* [READING PASSAGE]:
--- BEGIN ---

Michael David Muhlheim

Michael D Muhlheim

R&D Staff

Dr. Michael D. Muhlheim is a research and development staff member in the Modern Nuclear I&C Group, in the Advanced Reactor Engineering and Development Section, at the Oak Ridge National Laboratory (ORNL). 

Through experience and training, Dr. Muhlheim is well versed in performing qualitative and quantitative safety assessments on industrial facilities, nuclear facilities, and currently operating and advanced nuclear power plant (NPP) designs; evaluating the instrumentation and control (I&C) systems for NPPs, research reactors and space reactors; and developing new tools and metrics for evaluating those systems. Specifically, Dr. Muhlheim has

  • Performed technical evaluations for the NRC of the I&C systems for numerous NPPs including the US-APWR, ESBWR, APR1400, ACR-1000, Doosan, and GE-H.

--- END ---

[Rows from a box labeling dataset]

--- BEGIN ---

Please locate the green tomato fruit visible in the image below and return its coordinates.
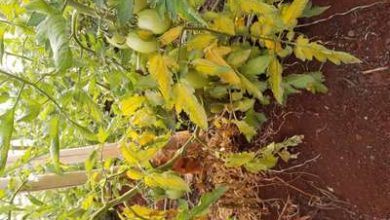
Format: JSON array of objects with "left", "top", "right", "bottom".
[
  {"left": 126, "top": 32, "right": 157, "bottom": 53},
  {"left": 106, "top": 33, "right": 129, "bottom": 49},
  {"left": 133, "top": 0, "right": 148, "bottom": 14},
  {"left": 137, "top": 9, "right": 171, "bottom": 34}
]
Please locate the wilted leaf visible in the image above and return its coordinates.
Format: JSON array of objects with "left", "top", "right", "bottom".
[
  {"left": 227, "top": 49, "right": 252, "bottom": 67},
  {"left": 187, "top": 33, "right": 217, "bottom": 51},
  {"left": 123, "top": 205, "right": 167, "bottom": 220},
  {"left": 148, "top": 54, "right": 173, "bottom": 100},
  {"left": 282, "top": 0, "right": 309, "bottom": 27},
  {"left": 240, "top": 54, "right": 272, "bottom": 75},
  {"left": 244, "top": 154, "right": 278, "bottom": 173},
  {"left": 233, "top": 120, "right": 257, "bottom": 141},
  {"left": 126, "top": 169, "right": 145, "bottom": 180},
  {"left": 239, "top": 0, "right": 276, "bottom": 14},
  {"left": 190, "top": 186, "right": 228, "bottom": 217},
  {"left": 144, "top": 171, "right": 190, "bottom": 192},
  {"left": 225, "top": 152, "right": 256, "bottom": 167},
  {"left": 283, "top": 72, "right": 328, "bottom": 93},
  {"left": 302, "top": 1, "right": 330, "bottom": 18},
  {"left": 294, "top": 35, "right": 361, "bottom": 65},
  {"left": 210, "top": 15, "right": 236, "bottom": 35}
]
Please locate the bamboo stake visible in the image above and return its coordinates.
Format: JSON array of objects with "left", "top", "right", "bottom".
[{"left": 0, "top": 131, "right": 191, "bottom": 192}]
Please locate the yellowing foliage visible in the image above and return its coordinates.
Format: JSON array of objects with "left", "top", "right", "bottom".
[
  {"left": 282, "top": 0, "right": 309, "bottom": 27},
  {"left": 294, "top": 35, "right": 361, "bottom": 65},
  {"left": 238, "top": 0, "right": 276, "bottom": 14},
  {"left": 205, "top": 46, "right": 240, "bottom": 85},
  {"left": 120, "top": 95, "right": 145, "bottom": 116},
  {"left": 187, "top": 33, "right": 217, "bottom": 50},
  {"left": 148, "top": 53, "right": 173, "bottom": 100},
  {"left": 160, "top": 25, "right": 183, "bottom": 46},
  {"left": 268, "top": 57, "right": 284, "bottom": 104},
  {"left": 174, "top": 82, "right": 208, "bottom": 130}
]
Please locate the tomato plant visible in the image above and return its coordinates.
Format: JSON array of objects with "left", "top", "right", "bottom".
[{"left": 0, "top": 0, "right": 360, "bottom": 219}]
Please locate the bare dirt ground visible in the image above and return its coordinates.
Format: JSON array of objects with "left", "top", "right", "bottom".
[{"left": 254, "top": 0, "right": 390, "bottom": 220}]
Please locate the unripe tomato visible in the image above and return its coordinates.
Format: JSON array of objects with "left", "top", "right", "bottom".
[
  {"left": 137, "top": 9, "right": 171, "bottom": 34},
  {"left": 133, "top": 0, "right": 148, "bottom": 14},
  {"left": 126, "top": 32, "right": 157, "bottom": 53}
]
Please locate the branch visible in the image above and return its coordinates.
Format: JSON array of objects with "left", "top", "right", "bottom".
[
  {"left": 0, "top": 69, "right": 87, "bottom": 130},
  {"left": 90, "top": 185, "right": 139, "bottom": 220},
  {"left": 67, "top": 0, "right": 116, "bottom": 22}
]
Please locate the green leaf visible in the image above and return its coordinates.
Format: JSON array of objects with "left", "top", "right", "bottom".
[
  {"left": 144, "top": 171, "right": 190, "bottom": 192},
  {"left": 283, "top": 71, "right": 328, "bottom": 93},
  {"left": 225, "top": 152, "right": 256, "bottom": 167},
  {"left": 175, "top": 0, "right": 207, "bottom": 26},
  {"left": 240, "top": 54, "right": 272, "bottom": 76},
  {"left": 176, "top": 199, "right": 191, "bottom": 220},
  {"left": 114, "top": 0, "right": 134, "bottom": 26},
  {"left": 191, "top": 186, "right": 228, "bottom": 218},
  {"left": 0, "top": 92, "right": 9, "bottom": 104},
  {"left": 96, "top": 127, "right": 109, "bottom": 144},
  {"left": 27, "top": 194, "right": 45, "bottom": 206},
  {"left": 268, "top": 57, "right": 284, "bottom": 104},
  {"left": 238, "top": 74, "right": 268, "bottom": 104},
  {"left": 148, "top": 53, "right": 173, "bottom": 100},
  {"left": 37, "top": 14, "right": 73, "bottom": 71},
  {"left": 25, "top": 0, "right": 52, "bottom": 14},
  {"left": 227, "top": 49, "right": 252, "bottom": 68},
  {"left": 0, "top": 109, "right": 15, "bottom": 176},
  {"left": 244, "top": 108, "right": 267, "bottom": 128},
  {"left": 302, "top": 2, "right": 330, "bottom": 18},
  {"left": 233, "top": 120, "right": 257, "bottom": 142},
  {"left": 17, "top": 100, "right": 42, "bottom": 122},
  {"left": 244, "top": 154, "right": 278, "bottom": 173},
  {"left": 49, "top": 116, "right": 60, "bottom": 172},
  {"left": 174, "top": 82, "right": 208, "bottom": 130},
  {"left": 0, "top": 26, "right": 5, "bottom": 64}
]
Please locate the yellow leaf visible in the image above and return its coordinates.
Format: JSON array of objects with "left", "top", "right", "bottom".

--- END ---

* [EXERCISES]:
a) According to the staff profile, which group at Oak Ridge National Laboratory is Michael D. Muhlheim a member of?
b) Summarize the staff profile in two sentences.
c) List every nuclear power plant design named in the staff profile as one whose I&C systems Muhlheim evaluated for the NRC.

* [ANSWERS FOR THIS EXERCISE]:
a) The Modern Nuclear I&C Group, in the Advanced Reactor Engineering and Development Section.

b) Dr. Michael D. Muhlheim is a research and development staff member in the Modern Nuclear I&C Group at Oak Ridge National Laboratory, within the Advanced Reactor Engineering and Development Section. Muhlheim performs safety assessments of industrial and nuclear facilities and power plant designs, evaluates instrumentation and control systems for power plants and research and space reactors, and has done such technical evaluations for the NRC.

c) US-APWR, ESBWR, APR1400, ACR-1000, Doosan, GE-H